● Objective
Every record here needs to be written out again exactly.

● Records supplied
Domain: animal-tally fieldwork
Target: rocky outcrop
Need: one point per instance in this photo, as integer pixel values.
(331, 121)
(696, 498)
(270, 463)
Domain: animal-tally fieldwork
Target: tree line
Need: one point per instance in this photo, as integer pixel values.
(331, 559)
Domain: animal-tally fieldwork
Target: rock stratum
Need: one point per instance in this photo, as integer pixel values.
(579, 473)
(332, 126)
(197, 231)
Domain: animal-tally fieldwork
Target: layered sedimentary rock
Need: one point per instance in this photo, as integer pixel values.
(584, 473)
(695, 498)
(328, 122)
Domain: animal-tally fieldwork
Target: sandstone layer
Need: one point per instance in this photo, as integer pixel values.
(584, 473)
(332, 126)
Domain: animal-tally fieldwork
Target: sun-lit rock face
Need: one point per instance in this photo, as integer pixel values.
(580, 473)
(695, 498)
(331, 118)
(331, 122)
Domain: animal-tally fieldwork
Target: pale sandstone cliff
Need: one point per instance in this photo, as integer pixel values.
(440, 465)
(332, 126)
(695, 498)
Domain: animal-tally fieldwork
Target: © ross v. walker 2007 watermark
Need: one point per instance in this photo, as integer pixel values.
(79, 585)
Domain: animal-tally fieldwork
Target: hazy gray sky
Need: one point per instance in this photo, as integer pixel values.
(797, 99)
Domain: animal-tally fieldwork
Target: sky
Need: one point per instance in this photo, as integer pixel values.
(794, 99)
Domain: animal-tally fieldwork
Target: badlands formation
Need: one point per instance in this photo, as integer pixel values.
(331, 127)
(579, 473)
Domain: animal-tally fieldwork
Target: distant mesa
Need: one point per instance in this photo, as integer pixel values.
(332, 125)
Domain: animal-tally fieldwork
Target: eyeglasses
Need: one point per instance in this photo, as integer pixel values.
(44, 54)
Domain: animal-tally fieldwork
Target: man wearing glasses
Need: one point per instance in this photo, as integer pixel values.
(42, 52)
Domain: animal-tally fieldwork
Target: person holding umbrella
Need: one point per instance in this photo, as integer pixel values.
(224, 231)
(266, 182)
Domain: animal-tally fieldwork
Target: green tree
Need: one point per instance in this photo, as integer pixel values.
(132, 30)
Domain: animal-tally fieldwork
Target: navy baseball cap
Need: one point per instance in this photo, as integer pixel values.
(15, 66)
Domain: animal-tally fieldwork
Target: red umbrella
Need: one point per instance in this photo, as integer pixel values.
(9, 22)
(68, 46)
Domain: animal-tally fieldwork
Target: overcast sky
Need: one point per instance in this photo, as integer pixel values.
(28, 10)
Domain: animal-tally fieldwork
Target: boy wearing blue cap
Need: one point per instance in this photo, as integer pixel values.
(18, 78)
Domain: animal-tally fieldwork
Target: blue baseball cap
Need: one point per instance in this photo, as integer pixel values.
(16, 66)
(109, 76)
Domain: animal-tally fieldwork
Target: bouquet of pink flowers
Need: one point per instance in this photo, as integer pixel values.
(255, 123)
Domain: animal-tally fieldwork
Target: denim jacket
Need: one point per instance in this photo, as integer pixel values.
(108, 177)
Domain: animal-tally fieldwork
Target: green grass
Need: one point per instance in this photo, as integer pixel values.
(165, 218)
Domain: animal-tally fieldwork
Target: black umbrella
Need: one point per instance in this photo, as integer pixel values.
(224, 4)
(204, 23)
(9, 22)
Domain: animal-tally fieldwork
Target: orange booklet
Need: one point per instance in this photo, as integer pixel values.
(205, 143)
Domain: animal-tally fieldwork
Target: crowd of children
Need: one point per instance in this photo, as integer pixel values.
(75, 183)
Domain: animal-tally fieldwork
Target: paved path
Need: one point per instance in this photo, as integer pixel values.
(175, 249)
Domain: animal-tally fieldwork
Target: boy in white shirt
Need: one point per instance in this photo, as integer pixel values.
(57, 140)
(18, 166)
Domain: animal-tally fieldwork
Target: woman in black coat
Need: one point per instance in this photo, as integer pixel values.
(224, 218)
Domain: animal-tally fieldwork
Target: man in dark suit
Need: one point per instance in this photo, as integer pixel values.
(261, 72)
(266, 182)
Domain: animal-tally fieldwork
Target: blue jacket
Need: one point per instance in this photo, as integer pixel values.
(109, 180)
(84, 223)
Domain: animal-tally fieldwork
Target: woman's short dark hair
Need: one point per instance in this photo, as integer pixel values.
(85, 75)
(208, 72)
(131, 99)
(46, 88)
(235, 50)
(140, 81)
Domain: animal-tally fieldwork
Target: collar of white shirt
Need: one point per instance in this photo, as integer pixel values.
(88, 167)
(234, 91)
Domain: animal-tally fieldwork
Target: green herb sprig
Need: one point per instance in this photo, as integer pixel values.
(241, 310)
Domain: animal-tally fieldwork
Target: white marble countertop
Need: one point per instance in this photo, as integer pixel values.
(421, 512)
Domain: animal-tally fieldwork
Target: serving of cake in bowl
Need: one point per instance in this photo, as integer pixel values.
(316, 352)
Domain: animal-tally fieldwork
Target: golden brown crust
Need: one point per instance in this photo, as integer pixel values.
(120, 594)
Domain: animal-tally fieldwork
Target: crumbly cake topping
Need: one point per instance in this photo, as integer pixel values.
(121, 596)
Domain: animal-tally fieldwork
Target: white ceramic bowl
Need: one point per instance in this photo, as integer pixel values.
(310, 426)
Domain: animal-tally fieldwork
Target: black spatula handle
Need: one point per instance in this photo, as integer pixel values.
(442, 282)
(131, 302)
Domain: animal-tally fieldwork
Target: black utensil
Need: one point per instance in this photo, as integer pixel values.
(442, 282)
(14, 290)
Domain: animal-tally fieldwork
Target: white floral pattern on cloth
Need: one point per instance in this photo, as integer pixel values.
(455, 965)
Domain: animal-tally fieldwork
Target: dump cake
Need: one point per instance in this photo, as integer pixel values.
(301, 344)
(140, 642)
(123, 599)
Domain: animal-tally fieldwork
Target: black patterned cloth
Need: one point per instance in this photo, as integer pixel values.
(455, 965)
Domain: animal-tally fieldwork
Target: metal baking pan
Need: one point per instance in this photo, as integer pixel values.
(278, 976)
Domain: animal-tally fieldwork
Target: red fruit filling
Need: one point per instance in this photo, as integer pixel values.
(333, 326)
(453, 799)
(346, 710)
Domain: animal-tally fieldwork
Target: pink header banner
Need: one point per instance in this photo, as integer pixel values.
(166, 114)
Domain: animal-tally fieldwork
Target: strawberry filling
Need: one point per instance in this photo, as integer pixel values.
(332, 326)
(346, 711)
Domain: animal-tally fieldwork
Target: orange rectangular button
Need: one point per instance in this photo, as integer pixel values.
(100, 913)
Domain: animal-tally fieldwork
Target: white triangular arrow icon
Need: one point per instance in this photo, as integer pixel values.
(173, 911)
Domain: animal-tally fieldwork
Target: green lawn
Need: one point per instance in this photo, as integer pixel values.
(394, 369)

● Solution below
Domain: animal-tally fieldwork
Target: rocky outcrop
Need: one point per instance in this photo, as integer pixel values.
(331, 121)
(696, 498)
(270, 463)
Domain: animal-tally fieldwork
Target: tree line
Need: one point per instance in this photo, as integer pixel values.
(331, 559)
Domain: animal-tally fieldwork
Target: rock stratum
Need: one point per instance in this photo, as integer pixel values.
(579, 473)
(332, 126)
(197, 231)
Domain: animal-tally fieldwork
Target: layered sedimentary rock
Need: one point per instance in this photo, as integer pixel values.
(584, 473)
(695, 498)
(328, 122)
Domain: animal-tally fieldwork
Target: sandstone layer
Need: one point per instance in this photo, as integer pixel values.
(584, 473)
(332, 126)
Domain: animal-tally fieldwork
Target: sun-lit rock face
Need: one point per instance in this photo, as integer pixel values.
(580, 473)
(695, 498)
(331, 118)
(331, 122)
Domain: animal-tally fieldwork
Target: pale sandstone cliff
Need: one point per instance in this photo, as integer pixel values.
(440, 465)
(332, 126)
(695, 498)
Domain: animal-tally fieldwork
Target: © ross v. walker 2007 watermark
Need: one point per instance in this photo, as integer pixel values.
(79, 585)
Domain: animal-tally fieldwork
Target: hazy gray sky
Need: one point per instance in this photo, as integer pixel values.
(797, 99)
Domain: animal-tally fieldwork
Target: sky
Need: one point per instance in this photo, as integer pixel values.
(794, 99)
Domain: animal-tally fieldwork
Target: badlands formation
Need: one point per instance in this photo, as integer pixel values.
(331, 127)
(579, 473)
Domain: animal-tally fieldwork
Target: distant mesa
Need: one point per instance in this photo, as integer pixel values.
(332, 125)
Domain: animal-tally fieldwork
Target: eyeglasses
Need: one point per instance in this photo, as integer pixel values.
(44, 54)
Domain: animal-tally fieldwork
Target: man wearing glasses
Need: one point per instance in this photo, as integer pixel values.
(42, 52)
Domain: animal-tally fieldwork
Target: person holding umbrella
Need: one point per instance in this photo, as integer pixel values.
(224, 231)
(266, 182)
Domain: animal-tally fieldwork
Target: green tree
Need: one point per instance in this photo, as integer pixel values.
(132, 30)
Domain: animal-tally fieldwork
Target: navy baseball cap
Need: one point per instance in this photo, as integer pixel values.
(15, 66)
Domain: animal-tally fieldwork
Target: red umbrella
Need: one point per instance in this photo, as integer pixel values.
(9, 22)
(68, 46)
Domain: animal-tally fieldwork
Target: overcast sky
Need: one point per instance in this photo, as integer pixel values.
(28, 10)
Domain: animal-tally fieldwork
Target: boy wearing blue cap
Need: one point per instance in this photo, as integer pixel values.
(18, 78)
Domain: animal-tally fieldwork
Target: blue baseball cap
Need: one point per instance in this photo, as integer pixel values.
(16, 66)
(109, 76)
Domain: animal-tally fieldwork
Target: bouquet of pink flowers
Need: one point per instance in this photo, as integer pixel values.
(255, 123)
Domain: animal-tally fieldwork
Target: denim jacket
Need: one point per instance in this photo, as integer pixel values.
(108, 177)
Domain: animal-tally fieldwork
Target: green grass
Need: one point per instance in this photo, as integer pixel values.
(165, 218)
Domain: animal-tally fieldwork
Target: black umbrella
Need: one point per instance in this photo, as integer pixel values.
(224, 4)
(204, 23)
(9, 22)
Domain: animal-tally fieldwork
Target: orange booklet
Need: one point per instance in this photo, as integer pixel values.
(205, 143)
Domain: animal-tally fieldwork
Target: crowd of children
Need: one point per instance in this photo, as integer pixel values.
(75, 183)
Domain: animal-tally fieldwork
Target: paved path
Need: one point per instance in this photo, as integer pixel values.
(175, 249)
Domain: animal-tally fieldwork
Target: boy in white shirt
Need: one point per instance in this photo, as integer pixel values.
(57, 140)
(18, 166)
Domain: animal-tally fieldwork
Target: woman in black coat
Need: one point per instance in this photo, as integer pixel values.
(224, 218)
Domain: animal-tally fieldwork
Target: man in dark suit
Need: one point per instance in this photo, as integer pixel values.
(261, 72)
(266, 182)
Domain: animal-tally fieldwork
Target: blue jacket
Need: one point per instance in this photo, as integer pixel values.
(109, 180)
(84, 223)
Domain: animal-tally fieldwork
Target: woman's short dark hair
Need: one point per instance in this photo, as integer pixel values.
(85, 75)
(208, 72)
(131, 99)
(46, 88)
(235, 50)
(140, 81)
Domain: animal-tally fieldwork
Target: collar of white shirt
Need: one point per instance in this photo, as integer pixel values.
(88, 167)
(234, 91)
Domain: animal-tally fieldwork
Target: green herb sprig
Need: one point per instance in this photo, as integer pixel values.
(241, 310)
Domain: animal-tally fieldwork
Target: white marble countertop
Need: one point per instance in this photo, as integer pixel values.
(421, 512)
Domain: animal-tally fieldwork
Target: serving of cake in bowl
Need: one point per instance in this photo, as integer pixel values.
(316, 352)
Domain: animal-tally fieldwork
Target: golden brown crust
Need: one point per instance in this photo, as integer pixel values.
(120, 594)
Domain: animal-tally fieldwork
Target: crumbly cake topping
Need: one point per instance in this photo, as integer pixel values.
(121, 596)
Domain: animal-tally fieldwork
Target: white ceramic bowl
Need: one point per instance in this photo, as integer pixel values.
(310, 426)
Domain: animal-tally fieldwork
Target: black spatula handle
Need: one point per instance in this photo, as integer pixel values.
(442, 282)
(131, 302)
Domain: animal-tally fieldwork
Target: black utensil
Need: one point per instance in this photo, as integer pixel values.
(442, 282)
(14, 290)
Domain: animal-tally fieldwork
Target: white floral pattern on cloth
Need: one point per instance in this photo, as integer pixel values.
(455, 965)
Domain: animal-tally fieldwork
Target: dump cake
Need: one point per instance in this photo, as integer pixel values.
(301, 344)
(140, 642)
(123, 599)
Domain: animal-tally fieldwork
Target: black patterned cloth
Need: one point per instance in this photo, as integer pixel values.
(455, 965)
Domain: animal-tally fieldwork
Target: metal baking pan
Need: one point per instance in this photo, as integer pixel values.
(278, 976)
Domain: animal-tally fieldwork
Target: red fruit filling
Need: one point per instance in this photo, as integer pixel values.
(333, 326)
(453, 799)
(346, 710)
Domain: animal-tally fieldwork
Target: pink header banner
Need: one point per instance in this photo, as integer pixel values.
(166, 114)
Domain: animal-tally fieldwork
Target: strawberry filling
Need: one point per instance in this photo, as integer pixel values.
(332, 326)
(346, 711)
Domain: animal-tally fieldwork
Target: orange rectangular button
Need: one point per instance in this photo, as integer pixel values.
(100, 913)
Domain: animal-tally fieldwork
Target: white triangular arrow icon
Need: one point per instance in this photo, as integer pixel values.
(173, 911)
Domain: animal-tally fieldwork
Target: green lawn
Need: one point per instance in this photo, as integer pixel values.
(394, 369)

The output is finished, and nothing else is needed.